• _EXERCISE REQUIREMENTS_
Below are some records; print every one of them exactly.

Records drawn from a dataset
+ + + +
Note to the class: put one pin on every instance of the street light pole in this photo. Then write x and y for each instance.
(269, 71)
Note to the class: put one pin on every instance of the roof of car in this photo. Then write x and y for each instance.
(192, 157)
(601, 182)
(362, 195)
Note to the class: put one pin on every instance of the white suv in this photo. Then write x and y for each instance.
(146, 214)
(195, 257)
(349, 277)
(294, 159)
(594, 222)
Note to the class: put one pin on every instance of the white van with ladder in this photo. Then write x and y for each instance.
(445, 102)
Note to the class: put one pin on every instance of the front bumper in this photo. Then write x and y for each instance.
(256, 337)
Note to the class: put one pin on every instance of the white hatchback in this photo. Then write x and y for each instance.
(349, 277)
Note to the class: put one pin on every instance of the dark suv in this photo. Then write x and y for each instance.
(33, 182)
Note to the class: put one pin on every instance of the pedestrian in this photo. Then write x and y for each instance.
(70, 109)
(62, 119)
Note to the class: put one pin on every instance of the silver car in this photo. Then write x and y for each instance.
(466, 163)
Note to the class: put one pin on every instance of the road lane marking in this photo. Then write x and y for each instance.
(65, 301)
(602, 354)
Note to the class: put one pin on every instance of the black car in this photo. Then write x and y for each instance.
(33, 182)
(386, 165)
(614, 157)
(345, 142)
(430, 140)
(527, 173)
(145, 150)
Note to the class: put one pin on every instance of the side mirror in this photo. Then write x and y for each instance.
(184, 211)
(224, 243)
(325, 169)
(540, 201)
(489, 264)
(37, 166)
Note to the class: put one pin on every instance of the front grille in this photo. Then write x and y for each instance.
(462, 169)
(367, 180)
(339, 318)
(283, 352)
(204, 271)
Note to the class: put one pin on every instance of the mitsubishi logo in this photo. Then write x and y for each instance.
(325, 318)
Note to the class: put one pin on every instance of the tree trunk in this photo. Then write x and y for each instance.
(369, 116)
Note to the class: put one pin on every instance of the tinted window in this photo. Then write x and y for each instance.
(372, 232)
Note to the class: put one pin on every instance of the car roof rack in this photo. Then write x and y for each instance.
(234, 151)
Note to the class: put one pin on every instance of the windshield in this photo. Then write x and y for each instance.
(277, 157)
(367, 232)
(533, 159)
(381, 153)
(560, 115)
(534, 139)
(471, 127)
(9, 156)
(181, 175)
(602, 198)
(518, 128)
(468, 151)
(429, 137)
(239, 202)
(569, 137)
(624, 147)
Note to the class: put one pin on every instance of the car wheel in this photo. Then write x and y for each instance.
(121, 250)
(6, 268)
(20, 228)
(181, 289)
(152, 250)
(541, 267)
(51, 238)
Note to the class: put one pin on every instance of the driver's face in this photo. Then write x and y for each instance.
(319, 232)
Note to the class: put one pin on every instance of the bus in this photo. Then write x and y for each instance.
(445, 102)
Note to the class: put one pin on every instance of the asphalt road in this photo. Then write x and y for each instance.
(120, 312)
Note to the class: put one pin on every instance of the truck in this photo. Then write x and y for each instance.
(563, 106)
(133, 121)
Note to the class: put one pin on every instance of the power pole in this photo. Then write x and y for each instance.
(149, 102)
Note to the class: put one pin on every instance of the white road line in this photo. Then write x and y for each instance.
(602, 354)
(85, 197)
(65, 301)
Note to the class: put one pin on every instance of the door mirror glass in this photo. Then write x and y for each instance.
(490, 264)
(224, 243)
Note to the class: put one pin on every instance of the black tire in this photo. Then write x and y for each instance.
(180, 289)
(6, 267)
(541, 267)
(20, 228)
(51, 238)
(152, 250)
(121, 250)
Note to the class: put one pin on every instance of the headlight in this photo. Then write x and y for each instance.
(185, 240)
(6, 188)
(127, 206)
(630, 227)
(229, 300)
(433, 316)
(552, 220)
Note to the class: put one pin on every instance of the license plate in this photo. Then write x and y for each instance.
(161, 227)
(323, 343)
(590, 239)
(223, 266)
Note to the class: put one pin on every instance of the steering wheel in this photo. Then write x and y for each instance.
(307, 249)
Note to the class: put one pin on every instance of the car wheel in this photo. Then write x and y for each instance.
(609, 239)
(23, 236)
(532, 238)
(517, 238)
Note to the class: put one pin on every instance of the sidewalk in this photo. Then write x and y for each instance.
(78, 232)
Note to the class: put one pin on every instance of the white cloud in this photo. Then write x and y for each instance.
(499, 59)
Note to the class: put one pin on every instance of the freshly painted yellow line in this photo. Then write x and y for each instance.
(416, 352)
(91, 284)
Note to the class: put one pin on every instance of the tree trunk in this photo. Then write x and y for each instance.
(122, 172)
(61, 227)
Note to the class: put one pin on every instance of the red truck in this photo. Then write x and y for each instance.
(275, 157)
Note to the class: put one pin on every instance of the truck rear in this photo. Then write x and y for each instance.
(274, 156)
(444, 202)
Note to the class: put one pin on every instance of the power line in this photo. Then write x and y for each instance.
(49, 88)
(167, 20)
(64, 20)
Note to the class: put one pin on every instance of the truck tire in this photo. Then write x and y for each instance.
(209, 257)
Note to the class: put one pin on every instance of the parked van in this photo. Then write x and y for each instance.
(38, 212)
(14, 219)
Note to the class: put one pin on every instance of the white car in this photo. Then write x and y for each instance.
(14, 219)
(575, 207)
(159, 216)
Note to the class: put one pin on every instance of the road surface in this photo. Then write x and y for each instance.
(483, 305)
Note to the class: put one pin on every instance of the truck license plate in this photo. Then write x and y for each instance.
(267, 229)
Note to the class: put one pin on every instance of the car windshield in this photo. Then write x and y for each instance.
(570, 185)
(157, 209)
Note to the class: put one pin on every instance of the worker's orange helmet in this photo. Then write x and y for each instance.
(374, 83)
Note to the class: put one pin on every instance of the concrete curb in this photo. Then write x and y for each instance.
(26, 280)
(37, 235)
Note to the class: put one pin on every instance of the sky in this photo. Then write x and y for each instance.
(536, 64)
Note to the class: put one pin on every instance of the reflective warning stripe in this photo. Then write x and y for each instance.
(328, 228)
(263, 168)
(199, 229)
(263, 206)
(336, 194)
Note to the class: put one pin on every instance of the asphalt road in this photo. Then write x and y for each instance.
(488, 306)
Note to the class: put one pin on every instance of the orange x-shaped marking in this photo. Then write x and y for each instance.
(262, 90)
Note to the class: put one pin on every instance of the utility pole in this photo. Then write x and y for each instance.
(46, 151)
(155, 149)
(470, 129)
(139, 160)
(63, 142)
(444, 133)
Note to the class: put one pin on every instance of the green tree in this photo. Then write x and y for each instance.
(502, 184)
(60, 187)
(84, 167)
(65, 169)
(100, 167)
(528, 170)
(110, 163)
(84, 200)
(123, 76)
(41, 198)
+ + + +
• _SOLUTION BELOW_
Note to the class: put one pin on every instance of the street light pole in this photo. Then write x and y for each instance.
(269, 71)
Note to the class: put one pin on every instance of the roof of car in this photo. Then write x and y for each instance.
(192, 157)
(601, 182)
(362, 195)
Note to the class: put one pin on every instance of the white suv in this photo. Then write x and y for each instance.
(146, 214)
(195, 257)
(349, 277)
(294, 159)
(594, 222)
Note to the class: put one pin on every instance of the white van with ladder in this photo. Then write x and y for each instance.
(445, 102)
Note to the class: put one pin on every instance of the front bumper in this photo. Then write x and y for each instance.
(256, 337)
Note to the class: put one pin on every instance of the white hatchback in this photo. Then write x and y for each instance.
(349, 277)
Note to the class: put one pin on every instance of the dark suv in this photo. Then write x and y for each instance.
(33, 182)
Note to the class: put one pin on every instance of the pedestrian in this photo. Then write x and y for each instance.
(70, 109)
(62, 119)
Note to the class: put one pin on every instance of the silver car in this photo. Then write x and y for each instance.
(466, 163)
Note to the class: put one pin on every instance of the road lane marking in this photo. Then write x and y for each instance.
(65, 301)
(602, 354)
Note to the class: put one pin on every instance of the black car in this photo. Then write x and y for each instance.
(33, 182)
(386, 165)
(614, 157)
(345, 142)
(430, 140)
(527, 173)
(145, 150)
Note to the class: put one pin on every instance of the side mirror in this photo. Then write x and y for each instance.
(184, 211)
(224, 243)
(325, 169)
(540, 201)
(489, 264)
(37, 166)
Note to the class: put one pin on every instance of the front grille in this photo. Then write x and y for each instance.
(462, 169)
(367, 180)
(339, 318)
(283, 352)
(204, 271)
Note to the class: put one pin on every instance of the mitsubishi logo in this photo. Then write x and y for each instance.
(325, 318)
Note to the class: put one pin on every instance of the tree trunk in this photo. Then write x and y for each instance.
(369, 116)
Note to the class: put one pin on every instance of the tinted window in this photo. Then write x and y for each instance.
(372, 232)
Note to the class: put one pin on every instance of the car roof rack in this photo. Then write x and y for each instance.
(234, 151)
Note to the class: put one pin on every instance of the windshield in this photo. Then write x and y for each instance.
(277, 157)
(367, 232)
(533, 159)
(381, 153)
(560, 115)
(534, 139)
(471, 127)
(9, 156)
(181, 175)
(602, 198)
(518, 128)
(468, 151)
(429, 137)
(239, 202)
(569, 137)
(624, 147)
Note to the class: put one pin on every instance of the car wheel in this photo. Then write x and y for each instance.
(121, 250)
(6, 268)
(20, 228)
(181, 289)
(152, 250)
(541, 267)
(51, 238)
Note to the class: put one pin on every instance of the driver's face in this photo. Then write x and y for each instance.
(319, 232)
Note to the class: put one pin on every instance of the bus in this photo. Then write x and y for each instance.
(445, 102)
Note to the class: put one pin on every instance of the asphalt road in this photo. Then write x and y for each instance.
(120, 312)
Note to the class: put one pin on every instance of the truck in this photo. Then write x and y for each instance.
(563, 106)
(133, 121)
Note to the class: put one pin on every instance of the power pole in this photo. Then write x and y for each instance.
(149, 102)
Note to the class: put one pin on every instance of the white road line in this photo. Then write x and y for each instance.
(602, 354)
(85, 197)
(65, 301)
Note to the class: put one pin on every instance of the door mirror glass in this photo. Then write x and y for each instance.
(490, 264)
(224, 243)
Note to the class: put one pin on every instance of the black tire in this photo. Then write x and y for each instance.
(180, 289)
(6, 267)
(541, 267)
(20, 228)
(51, 238)
(152, 250)
(121, 250)
Note to the class: put one pin on every instance of the headlight in this photo. Then write x and y for each instance.
(185, 240)
(6, 188)
(127, 206)
(630, 227)
(229, 300)
(433, 316)
(552, 220)
Note to the class: put one pin on every instance of the license plate in this photo. Then write x and y for each instance.
(161, 227)
(323, 343)
(590, 239)
(223, 266)
Note to the class: put one pin on every instance of the steering wheel in this photo. Then write x and y for each instance.
(307, 249)
Note to the class: put one pin on every instance of the car wheel in this photo. Then write x and y for each instance.
(609, 239)
(23, 236)
(532, 238)
(517, 238)
Note to the class: put one pin on every instance of the sidewalk in this photo. Then write x and y for each instance.
(78, 232)
Note to the class: put one pin on every instance of the white cloud in this photo. Then write x and y for each instance.
(499, 59)
Note to the class: put one pin on every instance of the freshly painted yellow line in this photo. Then write x and y for each instance.
(416, 352)
(91, 284)
Note to the class: put one pin on every instance of the tree trunk in this photo. Then write x and y for each instance.
(122, 172)
(61, 227)
Note to the class: put one pin on every instance of the red truck in this photo. Then write x and y for each instance.
(275, 157)
Note to the class: put one pin on every instance of the truck rear in this photo. Then write x and y for each instance.
(274, 156)
(444, 202)
Note to the class: put one pin on every instance of the power line in this photo. Then write x and y for each instance.
(49, 88)
(167, 20)
(64, 20)
Note to the class: put one pin on every instance of the truck tire in this photo. Then write x and y for each instance.
(209, 257)
Note to the class: put one pin on every instance of the parked van in this photo. Then write x and y for each instance.
(38, 212)
(14, 219)
Note to the class: put one pin on every instance of the white car in this photo. Then write x and y for each instance.
(14, 219)
(575, 207)
(159, 216)
Note to the class: put one pin on every instance of the road surface in this photo. Then write x and y for each instance.
(483, 305)
Note to the class: put one pin on every instance of the truck license plate in this photo. Then write x and y for each instance.
(267, 229)
Note to the class: put one pin on every instance of the car windshield in this photo. Then write x and y for each instance.
(570, 185)
(157, 209)
Note to the class: put one pin on every instance of the worker's orange helmet in this photo. Then write x and y for each instance.
(374, 83)
Note to the class: put one pin on every instance of the concrete curb in this photo. Then write x and y for each instance.
(26, 280)
(37, 235)
Note to the class: put one pin on every instance of the sky in this photo. Then write x and y for each instance.
(536, 64)
Note to the class: put one pin on every instance of the reflective warning stripe in this photo. Then write x and y for each instance.
(328, 228)
(263, 168)
(199, 229)
(263, 206)
(336, 194)
Note to the class: put one pin on every instance of the asphalt road in this photo. Then write x and y for each instance.
(488, 306)
Note to the class: put one pin on every instance of the orange x-shaped marking in this photo. Then write x and y for each instance.
(262, 90)
Note to the class: put one pin on every instance of the utility pole in this photo. Then write x and y for each instance.
(46, 151)
(155, 149)
(470, 129)
(139, 160)
(63, 142)
(444, 133)
Note to the class: put one pin on every instance of the green tree in this photo. Then write x and y for each instance.
(502, 184)
(60, 187)
(84, 167)
(65, 169)
(100, 167)
(528, 170)
(110, 163)
(84, 200)
(123, 76)
(41, 198)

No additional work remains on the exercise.